▶ What this task involves
Copy out all of the data below with no alterations.

▶ Given records
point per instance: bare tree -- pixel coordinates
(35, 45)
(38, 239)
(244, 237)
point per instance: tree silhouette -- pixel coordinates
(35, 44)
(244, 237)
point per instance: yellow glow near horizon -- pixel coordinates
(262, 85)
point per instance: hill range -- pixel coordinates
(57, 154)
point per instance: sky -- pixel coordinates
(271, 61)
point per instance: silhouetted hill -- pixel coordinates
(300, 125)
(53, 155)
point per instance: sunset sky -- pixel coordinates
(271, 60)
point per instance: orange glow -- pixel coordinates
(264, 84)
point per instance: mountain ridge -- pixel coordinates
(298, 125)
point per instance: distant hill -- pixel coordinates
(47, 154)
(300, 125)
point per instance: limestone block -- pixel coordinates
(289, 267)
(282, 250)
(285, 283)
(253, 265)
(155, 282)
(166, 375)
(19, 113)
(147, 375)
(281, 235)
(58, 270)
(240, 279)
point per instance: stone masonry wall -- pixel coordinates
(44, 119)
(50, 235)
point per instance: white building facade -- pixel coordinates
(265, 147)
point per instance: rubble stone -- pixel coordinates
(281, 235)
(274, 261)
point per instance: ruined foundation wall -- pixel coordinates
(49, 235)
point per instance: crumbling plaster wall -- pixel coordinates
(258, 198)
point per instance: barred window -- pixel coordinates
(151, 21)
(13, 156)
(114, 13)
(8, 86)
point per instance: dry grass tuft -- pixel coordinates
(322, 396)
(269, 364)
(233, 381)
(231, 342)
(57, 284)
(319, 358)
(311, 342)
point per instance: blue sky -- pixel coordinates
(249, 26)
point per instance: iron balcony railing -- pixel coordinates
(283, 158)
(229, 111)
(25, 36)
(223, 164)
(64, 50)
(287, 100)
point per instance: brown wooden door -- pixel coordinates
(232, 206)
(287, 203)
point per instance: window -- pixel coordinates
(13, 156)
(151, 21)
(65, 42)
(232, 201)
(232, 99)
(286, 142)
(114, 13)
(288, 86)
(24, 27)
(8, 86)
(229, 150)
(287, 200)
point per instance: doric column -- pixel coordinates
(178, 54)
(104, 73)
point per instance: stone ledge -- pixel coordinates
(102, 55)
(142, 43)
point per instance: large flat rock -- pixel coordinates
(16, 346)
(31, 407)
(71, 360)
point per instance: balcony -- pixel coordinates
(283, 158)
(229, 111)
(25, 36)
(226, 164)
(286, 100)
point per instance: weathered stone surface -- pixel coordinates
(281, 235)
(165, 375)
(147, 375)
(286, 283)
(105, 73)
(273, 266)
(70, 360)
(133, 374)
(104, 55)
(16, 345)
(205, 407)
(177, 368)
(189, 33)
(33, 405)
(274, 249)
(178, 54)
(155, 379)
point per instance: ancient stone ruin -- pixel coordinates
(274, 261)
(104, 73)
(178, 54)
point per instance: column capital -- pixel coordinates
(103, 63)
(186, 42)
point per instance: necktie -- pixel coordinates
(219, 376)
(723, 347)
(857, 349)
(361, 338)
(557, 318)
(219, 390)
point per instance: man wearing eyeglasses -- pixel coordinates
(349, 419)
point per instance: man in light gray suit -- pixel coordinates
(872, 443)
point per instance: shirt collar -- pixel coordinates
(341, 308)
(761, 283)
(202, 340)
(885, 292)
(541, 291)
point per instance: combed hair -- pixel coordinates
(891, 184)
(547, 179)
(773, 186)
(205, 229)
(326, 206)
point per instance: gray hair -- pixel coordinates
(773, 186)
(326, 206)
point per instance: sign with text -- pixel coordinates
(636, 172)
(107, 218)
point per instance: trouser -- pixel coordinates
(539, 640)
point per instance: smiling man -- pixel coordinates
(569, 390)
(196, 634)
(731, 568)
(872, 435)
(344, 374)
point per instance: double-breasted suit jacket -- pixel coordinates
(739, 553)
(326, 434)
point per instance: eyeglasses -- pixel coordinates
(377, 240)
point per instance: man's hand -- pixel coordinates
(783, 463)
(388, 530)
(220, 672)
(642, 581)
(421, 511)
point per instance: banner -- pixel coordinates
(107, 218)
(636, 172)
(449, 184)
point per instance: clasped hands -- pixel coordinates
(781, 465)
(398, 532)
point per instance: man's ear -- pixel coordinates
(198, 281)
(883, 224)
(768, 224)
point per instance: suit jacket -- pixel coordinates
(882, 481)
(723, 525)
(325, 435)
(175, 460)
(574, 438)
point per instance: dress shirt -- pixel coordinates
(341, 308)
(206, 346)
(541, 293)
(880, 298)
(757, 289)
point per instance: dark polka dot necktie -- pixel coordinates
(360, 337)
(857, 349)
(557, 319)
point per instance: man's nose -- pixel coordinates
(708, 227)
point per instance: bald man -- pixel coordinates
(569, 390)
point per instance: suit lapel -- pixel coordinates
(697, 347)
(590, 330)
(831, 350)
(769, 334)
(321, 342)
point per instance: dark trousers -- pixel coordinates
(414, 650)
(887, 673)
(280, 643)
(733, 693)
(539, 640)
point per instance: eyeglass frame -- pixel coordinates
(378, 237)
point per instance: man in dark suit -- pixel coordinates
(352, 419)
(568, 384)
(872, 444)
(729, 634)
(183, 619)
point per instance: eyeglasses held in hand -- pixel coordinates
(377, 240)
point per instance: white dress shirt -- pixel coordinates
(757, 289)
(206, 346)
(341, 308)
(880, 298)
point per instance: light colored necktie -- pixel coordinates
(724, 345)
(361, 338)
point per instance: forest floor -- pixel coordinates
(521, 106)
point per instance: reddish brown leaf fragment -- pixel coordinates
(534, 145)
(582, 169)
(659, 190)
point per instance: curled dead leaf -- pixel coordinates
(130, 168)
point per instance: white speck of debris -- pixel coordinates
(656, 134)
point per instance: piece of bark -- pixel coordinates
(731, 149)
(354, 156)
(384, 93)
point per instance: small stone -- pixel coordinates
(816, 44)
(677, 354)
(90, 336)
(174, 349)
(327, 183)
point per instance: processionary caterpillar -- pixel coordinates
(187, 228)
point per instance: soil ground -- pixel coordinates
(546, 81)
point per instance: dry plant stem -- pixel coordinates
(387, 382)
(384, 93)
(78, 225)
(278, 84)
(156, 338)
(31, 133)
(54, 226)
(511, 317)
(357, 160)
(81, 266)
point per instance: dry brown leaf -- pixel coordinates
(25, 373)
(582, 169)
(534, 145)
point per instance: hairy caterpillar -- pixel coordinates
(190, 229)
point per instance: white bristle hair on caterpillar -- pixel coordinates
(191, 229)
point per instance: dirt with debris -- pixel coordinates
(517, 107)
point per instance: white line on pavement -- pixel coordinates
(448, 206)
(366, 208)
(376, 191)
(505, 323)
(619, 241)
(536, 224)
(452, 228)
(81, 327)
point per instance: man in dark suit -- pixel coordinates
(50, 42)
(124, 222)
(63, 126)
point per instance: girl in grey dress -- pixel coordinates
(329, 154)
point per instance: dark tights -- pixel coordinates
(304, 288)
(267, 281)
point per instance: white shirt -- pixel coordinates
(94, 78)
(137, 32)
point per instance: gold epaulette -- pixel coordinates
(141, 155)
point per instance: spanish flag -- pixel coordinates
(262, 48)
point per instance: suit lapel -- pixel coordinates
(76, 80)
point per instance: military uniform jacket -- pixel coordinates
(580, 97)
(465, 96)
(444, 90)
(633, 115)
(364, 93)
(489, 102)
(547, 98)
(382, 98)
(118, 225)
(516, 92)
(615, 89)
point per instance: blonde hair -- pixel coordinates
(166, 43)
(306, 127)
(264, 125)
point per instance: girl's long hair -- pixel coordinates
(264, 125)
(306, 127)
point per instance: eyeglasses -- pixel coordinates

▶ Exercise solution
point per instance: bare tree -- pixel coordinates
(35, 45)
(38, 239)
(244, 237)
point per instance: tree silhouette -- pixel coordinates
(35, 44)
(244, 237)
point per instance: yellow glow near horizon -- pixel coordinates
(262, 85)
point per instance: hill range -- pixel coordinates
(57, 154)
point per instance: sky -- pixel coordinates
(271, 61)
point per instance: silhouetted hill -- pixel coordinates
(300, 125)
(53, 155)
point per instance: sunset sky -- pixel coordinates
(271, 60)
point per instance: orange glow -- pixel coordinates
(264, 84)
point per instance: mountain ridge -- pixel coordinates
(298, 125)
point per instance: distant hill -- pixel coordinates
(47, 154)
(300, 125)
point per instance: limestone block -- pixel coordinates
(289, 267)
(282, 250)
(285, 283)
(253, 265)
(155, 282)
(166, 375)
(19, 113)
(147, 375)
(281, 235)
(58, 270)
(240, 279)
point per instance: stone masonry wall -- pixel coordinates
(44, 119)
(50, 235)
point per instance: white building facade -- pixel coordinates
(265, 147)
point per instance: rubble stone -- pixel coordinates
(281, 235)
(274, 261)
point per instance: ruined foundation wall -- pixel coordinates
(49, 235)
point per instance: crumbling plaster wall -- pixel coordinates
(258, 198)
point per instance: barred window -- pixel coordinates
(151, 21)
(13, 156)
(114, 13)
(8, 86)
point per instance: dry grass tuft -- pixel coordinates
(322, 396)
(269, 364)
(233, 381)
(231, 342)
(57, 284)
(319, 358)
(311, 342)
point per instance: blue sky -- pixel coordinates
(249, 26)
point per instance: iron balcony railing -- pixel coordinates
(283, 158)
(229, 111)
(25, 36)
(223, 164)
(64, 50)
(287, 100)
point per instance: brown wooden door -- pixel coordinates
(232, 206)
(287, 203)
point per instance: window -- pixel coordinates
(13, 156)
(151, 21)
(65, 42)
(232, 201)
(232, 99)
(286, 142)
(114, 13)
(288, 86)
(24, 27)
(8, 86)
(229, 150)
(287, 200)
point per instance: doric column -- pixel coordinates
(178, 54)
(104, 73)
point per instance: stone ledge -- pixel coordinates
(102, 55)
(142, 43)
point per instance: large flat rock -- pixel coordinates
(16, 346)
(31, 407)
(71, 360)
point per instance: balcony -- pixel coordinates
(283, 158)
(229, 111)
(25, 36)
(226, 164)
(286, 100)
point per instance: weathered stone surface -- pixel coordinates
(281, 235)
(165, 375)
(147, 375)
(286, 283)
(105, 73)
(273, 266)
(70, 360)
(133, 374)
(104, 55)
(16, 345)
(205, 407)
(177, 368)
(189, 33)
(33, 405)
(274, 249)
(178, 54)
(155, 379)
point per instance: ancient stone ruin -- pixel coordinates
(274, 261)
(104, 73)
(178, 54)
point per instance: column capital -- pixel coordinates
(103, 63)
(186, 42)
point per instance: necktie -- pixel coordinates
(219, 376)
(723, 347)
(857, 349)
(361, 338)
(557, 318)
(219, 390)
point per instance: man wearing eyeglasses -- pixel coordinates
(349, 419)
point per instance: man in light gray suit -- pixel coordinates
(872, 443)
point per instance: shirt collar -- pixel coordinates
(341, 308)
(761, 283)
(202, 340)
(885, 292)
(541, 291)
point per instance: combed hair -- pixel coordinates
(891, 184)
(547, 179)
(773, 186)
(205, 229)
(326, 206)
point per instance: gray hair -- pixel coordinates
(773, 186)
(326, 206)
point per instance: sign with text -- pixel coordinates
(636, 172)
(107, 218)
point per instance: trouser -- pixel coordinates
(539, 640)
point per instance: smiling man -- pixel coordinates
(569, 390)
(196, 634)
(731, 568)
(872, 435)
(344, 374)
point per instance: double-breasted suit jacket -- pixel coordinates
(739, 553)
(326, 434)
point per instance: eyeglasses -- pixel coordinates
(377, 240)
point per instance: man's hand -- pixel coordinates
(783, 463)
(388, 530)
(220, 672)
(642, 581)
(421, 511)
point per instance: banner -- pixel coordinates
(107, 218)
(636, 172)
(449, 184)
point per instance: clasped hands -- pixel coordinates
(781, 465)
(398, 532)
point per instance: man's ear -- pixel coordinates
(198, 281)
(883, 224)
(768, 224)
point per instance: suit jacket -- pixel coordinates
(882, 481)
(723, 525)
(325, 435)
(175, 460)
(574, 438)
point per instance: dress shirt -- pixel coordinates
(341, 308)
(206, 346)
(541, 293)
(880, 298)
(757, 289)
point per instance: dark polka dot necktie -- pixel coordinates
(360, 337)
(857, 349)
(557, 319)
point per instance: man's nose -- pixel coordinates
(708, 227)
point per instance: bald man -- pixel coordinates
(569, 390)
point per instance: suit lapel -- pixel coordinates
(697, 347)
(590, 330)
(831, 350)
(769, 334)
(321, 342)
point per instance: dark trousers -- pixel coordinates
(414, 650)
(887, 673)
(280, 643)
(733, 693)
(539, 640)
point per instance: eyeglass frame -- pixel coordinates
(378, 237)
point per instance: man in dark suit -- pixel coordinates
(352, 419)
(568, 384)
(872, 444)
(729, 634)
(183, 619)
point per instance: eyeglasses held in hand -- pixel coordinates
(377, 240)
point per instance: white dress shirt -- pixel coordinates
(757, 289)
(206, 346)
(341, 308)
(880, 298)
point per instance: light colored necktie -- pixel coordinates
(724, 345)
(361, 338)
point per instance: forest floor -- pixel coordinates
(521, 106)
point per instance: reddish brown leaf fragment -- pixel coordinates
(534, 145)
(582, 169)
(659, 190)
point per instance: curled dead leaf -- pixel coordinates
(130, 168)
point per instance: white speck of debris -- pixel coordinates
(656, 134)
point per instance: piece of bark -- pixel coordinates
(731, 149)
(354, 156)
(384, 93)
point per instance: small stone -- pixel coordinates
(816, 44)
(677, 354)
(90, 336)
(174, 349)
(327, 183)
point per instance: processionary caterpillar -- pixel coordinates
(187, 228)
point per instance: soil ground -- pixel coordinates
(546, 81)
point per instance: dry plant stem -- pixel coordinates
(387, 382)
(384, 93)
(78, 225)
(278, 84)
(156, 338)
(31, 133)
(54, 226)
(511, 317)
(357, 160)
(81, 266)
point per instance: dry brown leaf -- pixel coordinates
(25, 373)
(582, 169)
(534, 145)
point per instance: hairy caterpillar -- pixel coordinates
(190, 229)
point per instance: white bristle hair on caterpillar -- pixel coordinates
(191, 229)
point per instance: dirt with debris -- pixel coordinates
(517, 107)
point per instance: white line on pavement -- pixel coordinates
(448, 206)
(366, 208)
(376, 191)
(505, 323)
(619, 241)
(536, 224)
(452, 228)
(81, 327)
point per instance: man in dark suit -- pixel coordinates
(50, 42)
(124, 222)
(63, 126)
point per instance: girl in grey dress -- pixel coordinates
(329, 154)
point per instance: dark tights -- pixel coordinates
(304, 288)
(267, 281)
point per instance: white shirt -- pixel coordinates
(94, 78)
(137, 32)
point per instance: gold epaulette -- pixel coordinates
(141, 155)
point per instance: spanish flag -- pixel coordinates
(262, 48)
point per instance: suit lapel -- pixel coordinates
(76, 80)
point per instance: military uniform jacket -- pixel coordinates
(580, 97)
(465, 96)
(444, 90)
(633, 115)
(364, 93)
(489, 102)
(547, 98)
(382, 98)
(118, 225)
(516, 92)
(615, 89)
point per instance: blonde hair -- pixel coordinates
(166, 43)
(306, 127)
(264, 125)
point per instance: girl's long hair -- pixel coordinates
(264, 125)
(306, 127)
point per instance: eyeglasses -- pixel coordinates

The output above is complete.